ФРАГМЕНТ СТРАНИЦЫ
Эзра Паунд, гений и злодейство

Эзра Паунд

В тему дня

ГЕНИС: Другая биография совсем другого автора недавно появилась на книжном рынке. Эта книга Даниэла Свифта с вызывающим названием “Дурдом. Политика и сумасшествие Эзры Паунда”. В этом сочинение подробно изучается случай знаменитого поэта, который просидел в вашингтонской психиатрической клинике больше 10 лет, и вышел оттуда в 1958-м году, как раз 60 лет назад, так и не раскаявшись в своих фашистских взглядах.

При всех своих диких взглядах, он воспевал Муссолини и называл Рузвельта, не иначе, как “жидо-янки”, Паунд был несомненно одним из ведущих поэтов ХХ века, основателем англо-американского модернизма и автором грандиозного эпоса нашего времени “Кантос”.

ЗАДАНИЯ К РАБОТЕ
**a)** Можете переписать записи, начиная со строки с «Ground church.» и заканчивая строкой с «[0,0,450,342]», заменив «church» на «cathedral» и больше ничего не меняя?
**b)** Как мог бы продолжаться фрагмент об Эзре Паунде? Допишите текст сразу после его последнего предложения.

ЗАПИСИ НАБОРА ДАННЫХ

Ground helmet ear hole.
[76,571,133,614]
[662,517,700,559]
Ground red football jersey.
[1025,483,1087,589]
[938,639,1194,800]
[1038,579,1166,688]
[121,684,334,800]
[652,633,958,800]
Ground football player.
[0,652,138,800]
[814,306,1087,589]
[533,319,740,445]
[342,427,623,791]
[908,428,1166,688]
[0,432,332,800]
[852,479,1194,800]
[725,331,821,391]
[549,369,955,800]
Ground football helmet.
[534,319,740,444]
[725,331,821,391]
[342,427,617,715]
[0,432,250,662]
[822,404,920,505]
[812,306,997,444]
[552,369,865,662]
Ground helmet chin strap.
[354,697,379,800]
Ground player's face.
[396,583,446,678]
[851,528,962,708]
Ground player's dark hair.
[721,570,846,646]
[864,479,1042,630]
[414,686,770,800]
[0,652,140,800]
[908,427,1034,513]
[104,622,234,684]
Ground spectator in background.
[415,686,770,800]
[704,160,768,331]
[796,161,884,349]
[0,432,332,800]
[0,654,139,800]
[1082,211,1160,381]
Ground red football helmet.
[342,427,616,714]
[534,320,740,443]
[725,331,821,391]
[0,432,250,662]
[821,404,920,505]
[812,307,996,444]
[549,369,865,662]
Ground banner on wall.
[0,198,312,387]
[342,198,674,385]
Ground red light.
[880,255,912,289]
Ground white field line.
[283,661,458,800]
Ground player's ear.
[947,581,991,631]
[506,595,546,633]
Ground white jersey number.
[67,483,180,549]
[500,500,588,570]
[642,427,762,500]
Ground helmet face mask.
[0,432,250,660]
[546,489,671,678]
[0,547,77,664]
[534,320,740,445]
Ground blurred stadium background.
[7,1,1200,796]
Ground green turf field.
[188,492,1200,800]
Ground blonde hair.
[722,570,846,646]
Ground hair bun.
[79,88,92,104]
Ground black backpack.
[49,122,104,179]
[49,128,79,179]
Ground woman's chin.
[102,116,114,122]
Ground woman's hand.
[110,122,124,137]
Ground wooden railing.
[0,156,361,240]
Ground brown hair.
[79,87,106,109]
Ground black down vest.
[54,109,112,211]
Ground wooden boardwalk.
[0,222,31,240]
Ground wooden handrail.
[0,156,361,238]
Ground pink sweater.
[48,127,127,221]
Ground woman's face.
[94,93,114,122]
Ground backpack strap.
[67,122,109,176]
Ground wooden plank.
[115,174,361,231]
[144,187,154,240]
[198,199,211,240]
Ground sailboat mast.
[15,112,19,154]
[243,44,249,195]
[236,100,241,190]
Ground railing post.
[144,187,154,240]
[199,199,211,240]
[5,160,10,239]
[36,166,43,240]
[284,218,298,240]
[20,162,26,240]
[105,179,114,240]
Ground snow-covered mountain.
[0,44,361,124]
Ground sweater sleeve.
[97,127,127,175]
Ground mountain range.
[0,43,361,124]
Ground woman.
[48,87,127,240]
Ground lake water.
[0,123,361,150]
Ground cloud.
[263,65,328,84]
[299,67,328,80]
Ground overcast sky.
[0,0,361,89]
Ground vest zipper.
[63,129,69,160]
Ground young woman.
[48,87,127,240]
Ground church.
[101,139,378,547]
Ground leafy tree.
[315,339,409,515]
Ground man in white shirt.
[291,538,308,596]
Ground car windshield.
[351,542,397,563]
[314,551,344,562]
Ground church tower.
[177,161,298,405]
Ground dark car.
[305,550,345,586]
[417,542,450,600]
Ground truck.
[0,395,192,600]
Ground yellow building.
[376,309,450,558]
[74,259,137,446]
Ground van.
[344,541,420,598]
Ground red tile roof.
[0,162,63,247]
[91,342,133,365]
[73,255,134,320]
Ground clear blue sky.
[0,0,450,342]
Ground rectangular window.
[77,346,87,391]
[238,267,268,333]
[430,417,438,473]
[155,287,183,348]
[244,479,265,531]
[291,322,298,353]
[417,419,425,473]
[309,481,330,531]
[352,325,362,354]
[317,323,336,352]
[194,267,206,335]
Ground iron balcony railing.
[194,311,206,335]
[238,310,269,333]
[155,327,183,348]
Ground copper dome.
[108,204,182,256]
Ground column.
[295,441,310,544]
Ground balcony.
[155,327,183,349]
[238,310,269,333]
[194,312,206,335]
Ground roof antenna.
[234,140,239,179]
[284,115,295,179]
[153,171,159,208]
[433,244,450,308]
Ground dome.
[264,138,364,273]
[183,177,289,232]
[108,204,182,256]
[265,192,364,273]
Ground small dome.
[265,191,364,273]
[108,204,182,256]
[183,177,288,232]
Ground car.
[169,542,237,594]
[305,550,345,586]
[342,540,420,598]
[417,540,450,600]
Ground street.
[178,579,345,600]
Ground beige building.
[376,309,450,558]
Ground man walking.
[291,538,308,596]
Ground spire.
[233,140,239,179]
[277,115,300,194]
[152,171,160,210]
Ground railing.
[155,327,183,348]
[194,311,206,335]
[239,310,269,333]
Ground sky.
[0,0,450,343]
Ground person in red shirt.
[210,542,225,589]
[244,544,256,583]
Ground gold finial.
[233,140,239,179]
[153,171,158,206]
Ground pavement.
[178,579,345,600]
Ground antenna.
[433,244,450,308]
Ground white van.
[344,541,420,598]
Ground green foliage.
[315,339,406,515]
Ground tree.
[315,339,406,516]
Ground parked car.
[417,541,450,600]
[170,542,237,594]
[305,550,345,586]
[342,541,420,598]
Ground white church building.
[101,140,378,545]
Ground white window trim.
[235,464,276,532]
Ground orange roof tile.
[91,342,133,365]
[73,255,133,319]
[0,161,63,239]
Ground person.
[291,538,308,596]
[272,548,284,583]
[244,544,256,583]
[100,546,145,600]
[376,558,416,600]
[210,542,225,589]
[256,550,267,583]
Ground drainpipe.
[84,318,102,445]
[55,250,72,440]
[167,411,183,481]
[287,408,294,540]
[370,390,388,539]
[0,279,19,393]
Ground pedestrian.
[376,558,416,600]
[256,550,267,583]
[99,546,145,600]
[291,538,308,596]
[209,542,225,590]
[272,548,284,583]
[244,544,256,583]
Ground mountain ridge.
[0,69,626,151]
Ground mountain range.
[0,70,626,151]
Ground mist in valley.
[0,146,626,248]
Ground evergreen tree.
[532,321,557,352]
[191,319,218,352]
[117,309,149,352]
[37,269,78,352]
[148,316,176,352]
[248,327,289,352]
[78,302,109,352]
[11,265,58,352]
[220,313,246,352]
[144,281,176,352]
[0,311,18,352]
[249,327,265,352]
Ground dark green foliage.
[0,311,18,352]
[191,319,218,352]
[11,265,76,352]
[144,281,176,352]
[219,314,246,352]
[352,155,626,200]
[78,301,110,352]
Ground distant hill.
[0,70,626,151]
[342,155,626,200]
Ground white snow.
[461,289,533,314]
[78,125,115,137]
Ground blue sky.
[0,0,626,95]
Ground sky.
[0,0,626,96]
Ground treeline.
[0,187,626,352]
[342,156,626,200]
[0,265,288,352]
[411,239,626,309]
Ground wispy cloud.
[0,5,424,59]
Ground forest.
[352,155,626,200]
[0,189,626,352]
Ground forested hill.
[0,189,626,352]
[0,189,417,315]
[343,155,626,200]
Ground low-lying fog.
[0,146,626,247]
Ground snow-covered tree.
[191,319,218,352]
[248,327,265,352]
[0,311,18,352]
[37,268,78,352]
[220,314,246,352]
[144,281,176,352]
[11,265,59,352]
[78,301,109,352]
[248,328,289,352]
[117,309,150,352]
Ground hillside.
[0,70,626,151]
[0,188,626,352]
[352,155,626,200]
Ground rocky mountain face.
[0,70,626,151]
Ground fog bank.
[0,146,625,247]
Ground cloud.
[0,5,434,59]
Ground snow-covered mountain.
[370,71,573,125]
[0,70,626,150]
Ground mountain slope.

ОТВЕТЫ К УПРАЖНЕНИЮ
**a)**
Ground cathedral.
[101,139,378,547]
Ground leafy tree.
[315,339,409,515]
Ground man in white shirt.
[291,538,308,596]
Ground car windshield.
[351,542,397,563]
[314,551,344,562]
Ground cathedral tower.
[177,161,298,405]
Ground dark car.
[305,550,345,586]
[417,542,450,600]
Ground truck.
[0,395,192,600]
Ground yellow building.
[376,309,450,558]
[74,259,137,446]
Ground van.
[344,541,420,598]
Ground red tile roof.
[0,162,63,247]
[91,342,133,365]
[73,255,134,320]
Ground clear blue sky.
[0,0,450,342]

**b)**
История - главная героиня “Кантос”, но прежде, чем отразиться в зеркале поэзии, ей следовало воскреснуть. Новаторство Паунда заключалось не в изобретении нового (футуризм он считал поверхностным течением), а в оживлении старого, в реанимации омертвевшей под холодными руками филологов поэтической традиции. Паунд преследовал одну цель - "сделать старое новым" - и, как он мечтал, - вечным. Он хотел перестроить, упорядочить и соединить бесчисленные фрагменты в общую нервную систему, обслуживающую всю человеческую культуру. Это напоминало скорее нейрохирургическую операцию, чем литературное ремесло.

Несмотря на необъятно огромный и разнообразный материал, вошедший в “Кантос”, все они устроены одинаково. Их сложную динамику образует вихревое движение стихов вокруг сюжетных стержней, связывающих ряд песен в циклы. Пронизывая пространство и время, эти архетипические оси рифмуются друг с другом, образуя и разворачивая тему. Каждое слово тут обладает своей исторической памятью, которое оно не утрачивает, становясь частью целого.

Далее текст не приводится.